- _Directions for this task_:
An acceptable response holds only the line containing "Query: stone tower" and every line after it to the end of the records, each reproduced exactly.

- _Records for this exercise_:

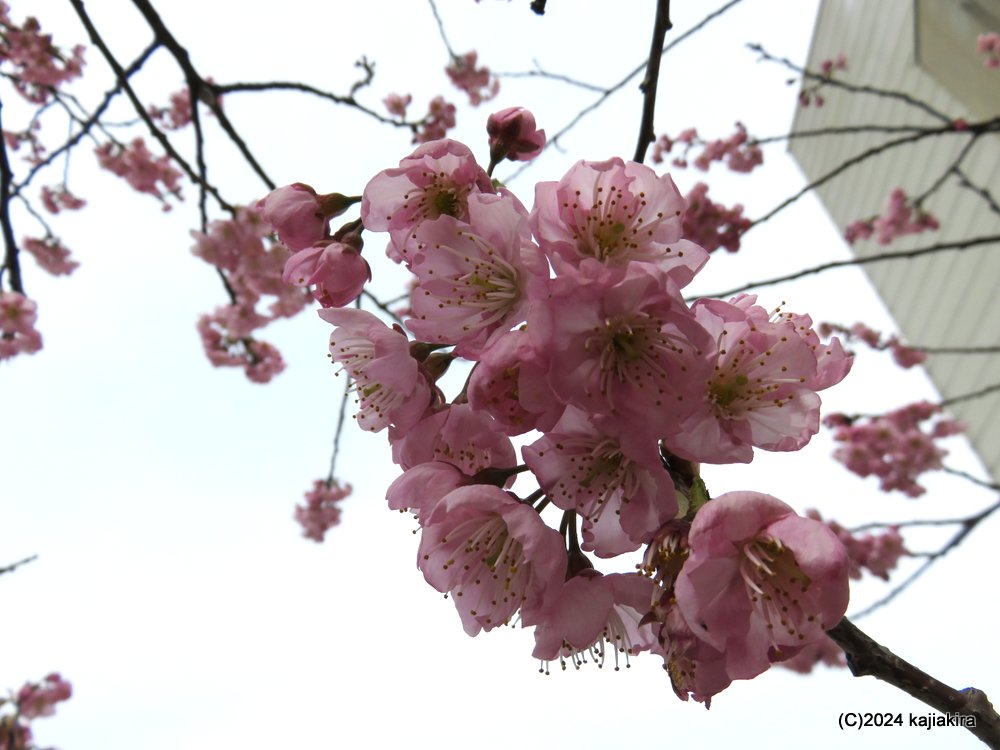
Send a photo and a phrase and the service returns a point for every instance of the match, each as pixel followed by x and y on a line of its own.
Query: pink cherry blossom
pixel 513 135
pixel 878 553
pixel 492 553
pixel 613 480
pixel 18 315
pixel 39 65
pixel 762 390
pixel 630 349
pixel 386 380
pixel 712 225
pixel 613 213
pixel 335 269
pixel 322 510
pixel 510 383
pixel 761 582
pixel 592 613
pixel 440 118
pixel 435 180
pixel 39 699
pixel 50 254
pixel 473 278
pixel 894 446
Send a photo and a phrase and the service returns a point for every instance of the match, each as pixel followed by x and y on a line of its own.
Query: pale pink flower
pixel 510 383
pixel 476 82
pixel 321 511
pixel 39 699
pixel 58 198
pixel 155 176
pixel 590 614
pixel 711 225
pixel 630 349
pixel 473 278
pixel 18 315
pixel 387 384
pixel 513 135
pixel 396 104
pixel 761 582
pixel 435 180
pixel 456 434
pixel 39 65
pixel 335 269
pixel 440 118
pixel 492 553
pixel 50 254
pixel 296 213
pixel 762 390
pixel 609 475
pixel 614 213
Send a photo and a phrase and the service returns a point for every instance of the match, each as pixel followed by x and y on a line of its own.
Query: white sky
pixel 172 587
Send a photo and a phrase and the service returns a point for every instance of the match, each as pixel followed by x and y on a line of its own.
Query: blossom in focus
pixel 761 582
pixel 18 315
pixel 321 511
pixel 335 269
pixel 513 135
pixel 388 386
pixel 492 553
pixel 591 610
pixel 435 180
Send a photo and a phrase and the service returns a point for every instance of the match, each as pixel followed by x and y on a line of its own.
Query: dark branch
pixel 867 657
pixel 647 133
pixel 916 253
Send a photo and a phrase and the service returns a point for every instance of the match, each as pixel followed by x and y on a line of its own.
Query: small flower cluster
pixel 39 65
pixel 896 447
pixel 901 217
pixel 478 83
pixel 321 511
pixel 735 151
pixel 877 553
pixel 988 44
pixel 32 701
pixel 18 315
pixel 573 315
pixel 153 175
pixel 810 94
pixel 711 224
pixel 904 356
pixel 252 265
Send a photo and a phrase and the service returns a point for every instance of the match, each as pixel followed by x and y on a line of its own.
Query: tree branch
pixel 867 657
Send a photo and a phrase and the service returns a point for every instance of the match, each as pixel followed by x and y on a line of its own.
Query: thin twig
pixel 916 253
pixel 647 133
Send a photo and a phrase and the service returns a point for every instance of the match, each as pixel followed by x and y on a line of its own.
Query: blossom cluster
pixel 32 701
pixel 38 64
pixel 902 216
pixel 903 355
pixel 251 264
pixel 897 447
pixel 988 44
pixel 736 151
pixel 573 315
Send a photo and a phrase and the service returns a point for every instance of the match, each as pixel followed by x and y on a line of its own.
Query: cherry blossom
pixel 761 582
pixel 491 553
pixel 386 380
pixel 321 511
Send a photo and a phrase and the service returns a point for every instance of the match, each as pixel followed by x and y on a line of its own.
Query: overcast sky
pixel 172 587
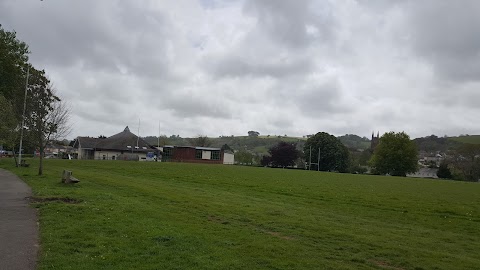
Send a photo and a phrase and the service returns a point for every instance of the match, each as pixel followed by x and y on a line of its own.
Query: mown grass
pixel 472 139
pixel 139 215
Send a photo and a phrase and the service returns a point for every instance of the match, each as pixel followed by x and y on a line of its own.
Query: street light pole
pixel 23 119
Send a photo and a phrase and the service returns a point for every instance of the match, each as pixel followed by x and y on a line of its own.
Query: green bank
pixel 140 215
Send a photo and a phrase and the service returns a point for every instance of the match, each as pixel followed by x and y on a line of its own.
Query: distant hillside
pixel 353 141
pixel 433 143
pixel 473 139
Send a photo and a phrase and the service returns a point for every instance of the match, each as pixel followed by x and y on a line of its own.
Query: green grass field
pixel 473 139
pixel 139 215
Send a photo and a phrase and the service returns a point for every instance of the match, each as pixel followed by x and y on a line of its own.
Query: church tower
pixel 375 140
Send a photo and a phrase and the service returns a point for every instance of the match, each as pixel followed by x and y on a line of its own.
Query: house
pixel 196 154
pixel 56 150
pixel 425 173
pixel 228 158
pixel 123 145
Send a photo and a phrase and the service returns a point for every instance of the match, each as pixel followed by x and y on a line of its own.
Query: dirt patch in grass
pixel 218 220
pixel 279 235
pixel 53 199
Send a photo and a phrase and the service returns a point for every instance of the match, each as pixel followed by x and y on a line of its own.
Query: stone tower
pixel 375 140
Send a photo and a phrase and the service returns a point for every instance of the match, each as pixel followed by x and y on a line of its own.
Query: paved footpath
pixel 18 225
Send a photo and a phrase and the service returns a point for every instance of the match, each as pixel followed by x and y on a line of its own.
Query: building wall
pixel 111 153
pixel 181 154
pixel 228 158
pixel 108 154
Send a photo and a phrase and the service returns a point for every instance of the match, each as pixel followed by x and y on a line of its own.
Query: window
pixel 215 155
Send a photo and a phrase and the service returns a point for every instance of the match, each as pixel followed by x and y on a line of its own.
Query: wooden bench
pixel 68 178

- _Response below_:
Query: stone tower
pixel 375 140
Send a photo and a phrase and the service returns a point for every instance of the match, each as pixel followed by x and y on a line of its own.
Query: paved footpath
pixel 18 225
Send a photo and a phrase and the service returns a point for every instance of the match, each as pixel followed by x and y on a line of its own.
Query: building wall
pixel 111 153
pixel 181 154
pixel 228 158
pixel 108 154
Send a photo and a phrase and the service returns a point for every instance of the match, each as pixel followed by x and y on a line of its own.
Query: window
pixel 215 155
Send a photo and a phrase and the service returns a point for every instance of the match, each as pixel followed by x and y on a line of its own.
Query: wooden bench
pixel 68 178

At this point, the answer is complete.